-- begin --

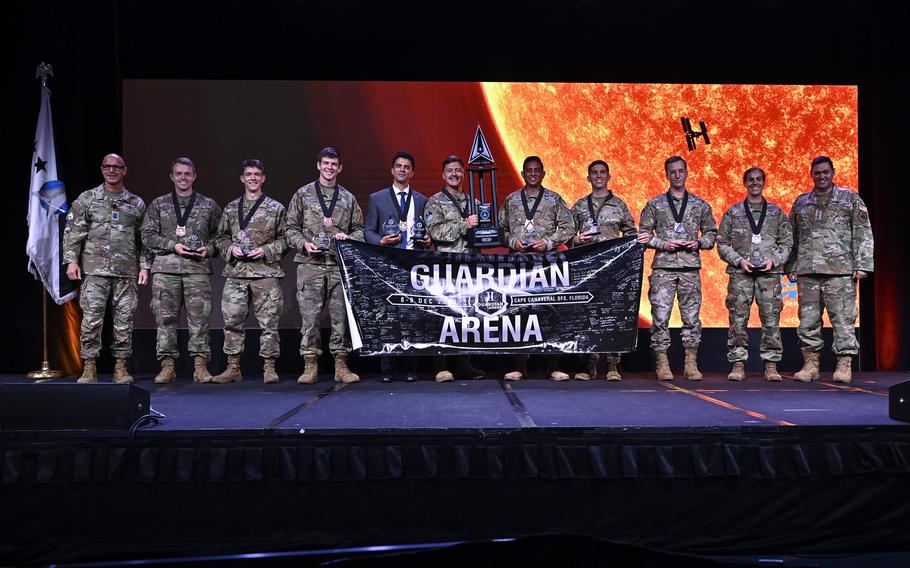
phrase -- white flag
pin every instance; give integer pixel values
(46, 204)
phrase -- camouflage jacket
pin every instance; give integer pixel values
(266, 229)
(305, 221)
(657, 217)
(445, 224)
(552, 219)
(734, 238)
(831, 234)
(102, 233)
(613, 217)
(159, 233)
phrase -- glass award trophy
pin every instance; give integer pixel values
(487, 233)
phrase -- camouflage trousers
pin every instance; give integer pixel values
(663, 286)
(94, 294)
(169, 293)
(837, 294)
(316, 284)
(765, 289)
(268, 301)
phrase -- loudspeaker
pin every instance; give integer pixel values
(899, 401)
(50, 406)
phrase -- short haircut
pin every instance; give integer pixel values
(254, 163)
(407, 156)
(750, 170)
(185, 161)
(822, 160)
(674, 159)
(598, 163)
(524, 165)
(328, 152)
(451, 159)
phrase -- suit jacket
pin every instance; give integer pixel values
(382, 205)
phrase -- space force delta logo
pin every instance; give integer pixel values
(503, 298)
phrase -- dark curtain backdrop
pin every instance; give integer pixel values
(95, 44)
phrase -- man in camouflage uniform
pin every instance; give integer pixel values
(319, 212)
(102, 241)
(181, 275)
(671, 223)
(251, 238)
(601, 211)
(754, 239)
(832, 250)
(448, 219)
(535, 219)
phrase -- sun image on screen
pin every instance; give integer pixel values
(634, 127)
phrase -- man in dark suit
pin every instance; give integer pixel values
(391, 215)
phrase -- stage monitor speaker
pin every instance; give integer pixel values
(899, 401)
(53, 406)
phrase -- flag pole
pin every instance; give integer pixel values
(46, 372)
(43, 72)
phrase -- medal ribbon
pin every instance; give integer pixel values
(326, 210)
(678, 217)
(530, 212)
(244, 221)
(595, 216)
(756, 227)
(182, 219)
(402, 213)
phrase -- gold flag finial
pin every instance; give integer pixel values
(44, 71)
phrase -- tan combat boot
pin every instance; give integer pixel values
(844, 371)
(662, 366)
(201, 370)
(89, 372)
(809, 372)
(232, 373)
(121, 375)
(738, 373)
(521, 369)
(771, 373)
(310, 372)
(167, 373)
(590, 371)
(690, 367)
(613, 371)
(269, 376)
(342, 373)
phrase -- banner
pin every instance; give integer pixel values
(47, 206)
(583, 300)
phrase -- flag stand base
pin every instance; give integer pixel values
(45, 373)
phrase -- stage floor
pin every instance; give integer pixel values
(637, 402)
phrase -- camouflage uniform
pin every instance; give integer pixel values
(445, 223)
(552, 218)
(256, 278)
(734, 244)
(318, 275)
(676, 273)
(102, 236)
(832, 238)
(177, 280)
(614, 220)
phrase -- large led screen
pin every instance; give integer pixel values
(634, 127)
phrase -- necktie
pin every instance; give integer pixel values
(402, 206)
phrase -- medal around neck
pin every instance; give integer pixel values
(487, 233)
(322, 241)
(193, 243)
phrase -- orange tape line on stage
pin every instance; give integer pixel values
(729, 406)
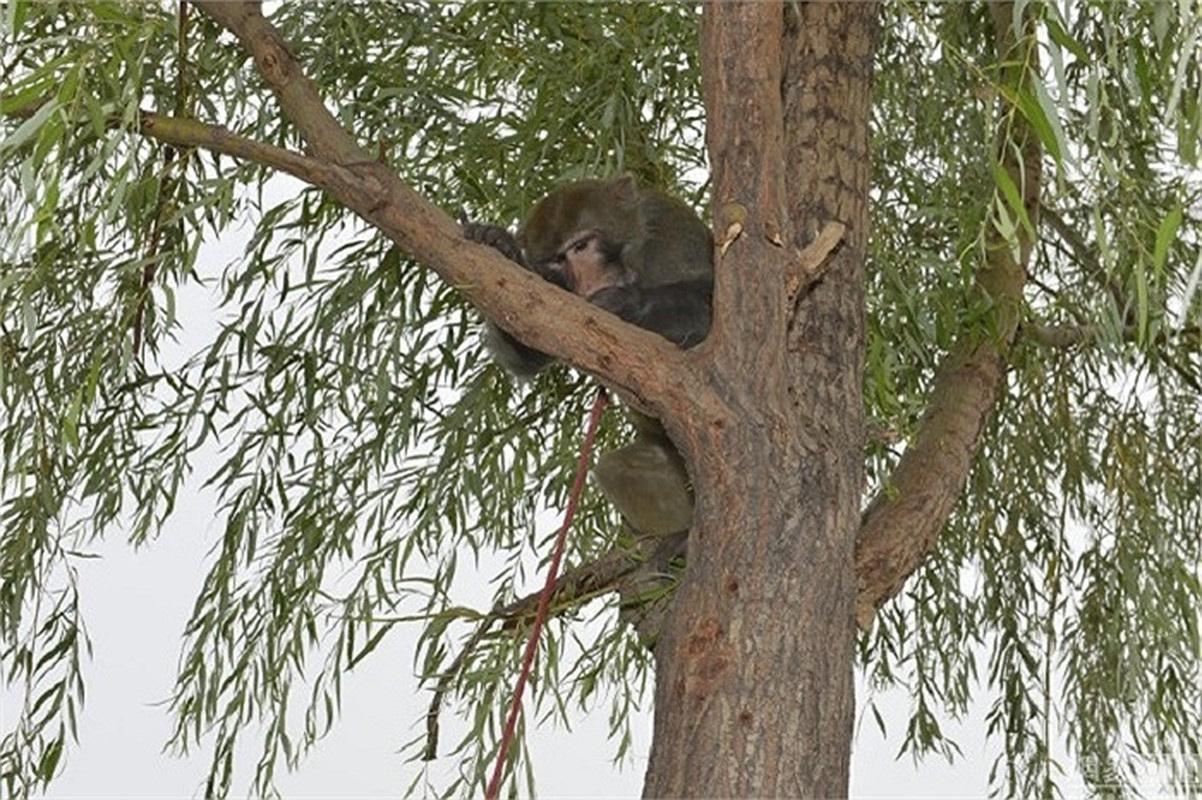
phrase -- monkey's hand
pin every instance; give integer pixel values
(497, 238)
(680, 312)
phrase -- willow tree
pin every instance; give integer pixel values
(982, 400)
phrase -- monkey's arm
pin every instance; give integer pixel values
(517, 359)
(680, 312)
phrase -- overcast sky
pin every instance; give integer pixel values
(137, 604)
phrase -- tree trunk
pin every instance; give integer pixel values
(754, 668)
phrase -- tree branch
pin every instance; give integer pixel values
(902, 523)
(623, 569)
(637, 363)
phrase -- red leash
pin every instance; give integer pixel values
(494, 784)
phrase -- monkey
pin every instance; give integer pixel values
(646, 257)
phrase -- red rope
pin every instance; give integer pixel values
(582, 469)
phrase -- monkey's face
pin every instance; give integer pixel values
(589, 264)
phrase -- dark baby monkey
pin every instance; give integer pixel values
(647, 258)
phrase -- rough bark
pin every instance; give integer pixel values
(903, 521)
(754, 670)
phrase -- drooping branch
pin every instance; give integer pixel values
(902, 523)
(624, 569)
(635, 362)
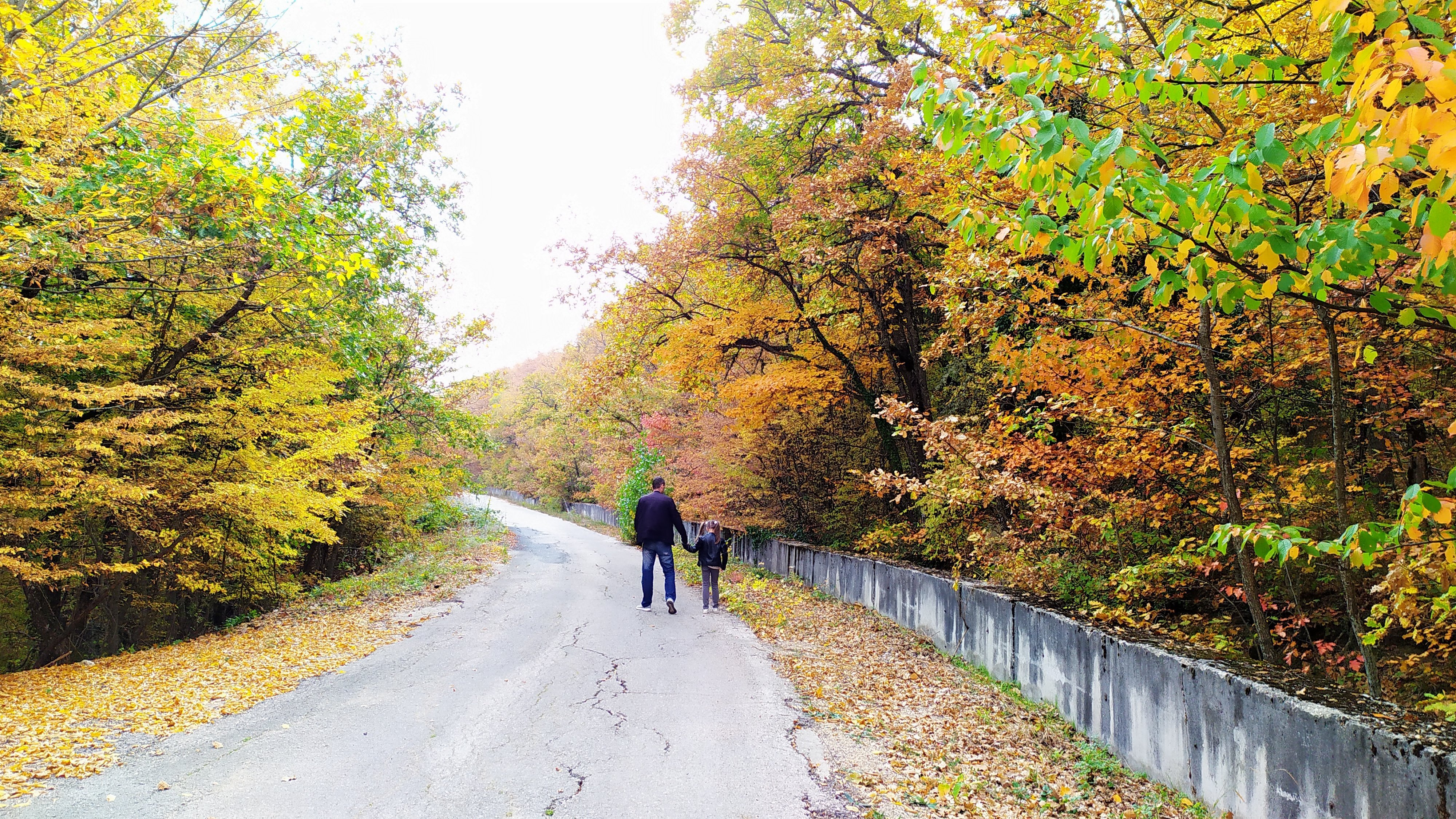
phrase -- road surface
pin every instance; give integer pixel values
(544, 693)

-- end --
-- begin --

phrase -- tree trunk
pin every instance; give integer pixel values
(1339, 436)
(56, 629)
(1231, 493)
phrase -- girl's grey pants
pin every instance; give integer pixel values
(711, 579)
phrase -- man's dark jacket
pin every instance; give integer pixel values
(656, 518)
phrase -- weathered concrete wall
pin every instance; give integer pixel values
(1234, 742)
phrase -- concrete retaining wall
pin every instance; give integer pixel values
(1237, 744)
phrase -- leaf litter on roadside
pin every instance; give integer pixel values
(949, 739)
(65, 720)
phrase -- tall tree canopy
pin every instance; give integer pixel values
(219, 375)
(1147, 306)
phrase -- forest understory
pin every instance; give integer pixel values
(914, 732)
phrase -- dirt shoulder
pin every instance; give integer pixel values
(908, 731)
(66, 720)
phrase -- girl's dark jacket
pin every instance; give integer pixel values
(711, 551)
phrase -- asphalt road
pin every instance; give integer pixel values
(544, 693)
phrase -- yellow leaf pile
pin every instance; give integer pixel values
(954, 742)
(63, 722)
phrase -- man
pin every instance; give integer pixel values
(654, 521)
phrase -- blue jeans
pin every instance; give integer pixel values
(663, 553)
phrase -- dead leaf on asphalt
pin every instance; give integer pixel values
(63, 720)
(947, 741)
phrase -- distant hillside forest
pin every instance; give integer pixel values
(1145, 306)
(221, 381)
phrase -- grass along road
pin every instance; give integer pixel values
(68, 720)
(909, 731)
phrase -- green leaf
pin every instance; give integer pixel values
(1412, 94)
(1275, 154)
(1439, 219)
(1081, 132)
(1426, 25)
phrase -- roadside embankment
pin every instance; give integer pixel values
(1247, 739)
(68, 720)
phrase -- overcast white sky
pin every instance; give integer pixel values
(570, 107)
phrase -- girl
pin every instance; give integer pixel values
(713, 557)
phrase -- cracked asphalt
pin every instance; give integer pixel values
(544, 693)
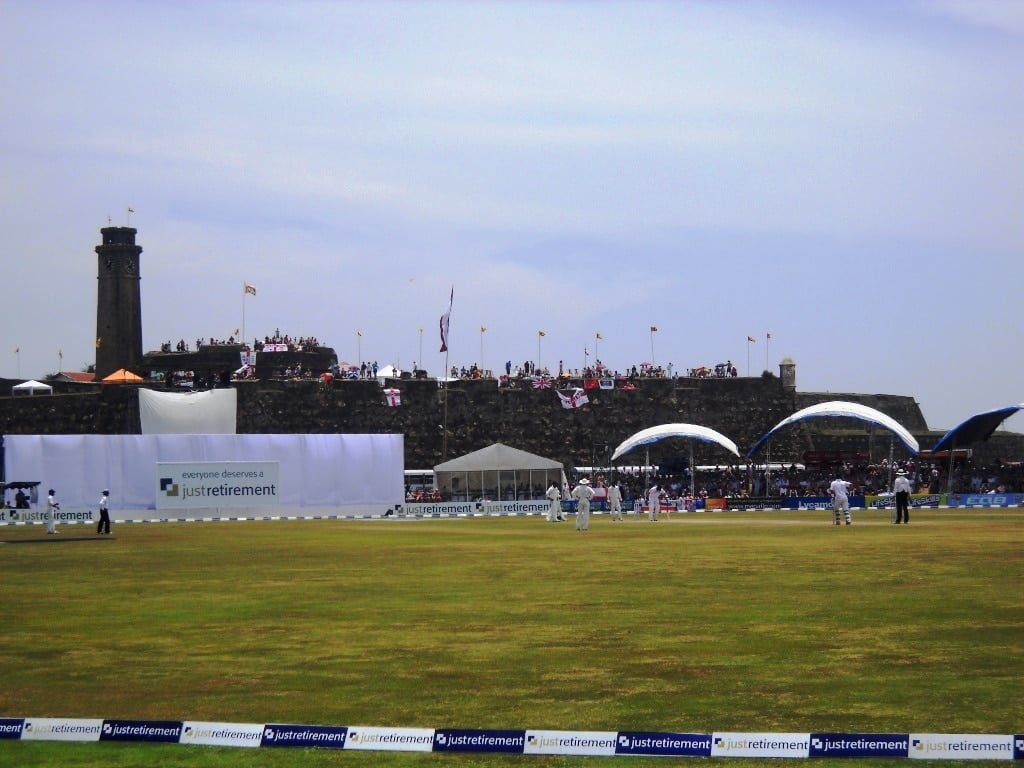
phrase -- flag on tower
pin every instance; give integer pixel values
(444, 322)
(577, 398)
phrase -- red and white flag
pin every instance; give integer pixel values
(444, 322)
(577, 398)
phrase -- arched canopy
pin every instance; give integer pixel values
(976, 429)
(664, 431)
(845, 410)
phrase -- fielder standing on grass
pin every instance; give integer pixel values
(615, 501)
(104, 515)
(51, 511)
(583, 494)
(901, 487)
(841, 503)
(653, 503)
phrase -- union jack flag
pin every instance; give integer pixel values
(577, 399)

-- end --

Please count the lines across both blocks of items above that contain the string "stage", matching case exactly. Reply with only that number.

== Answer for the task ==
3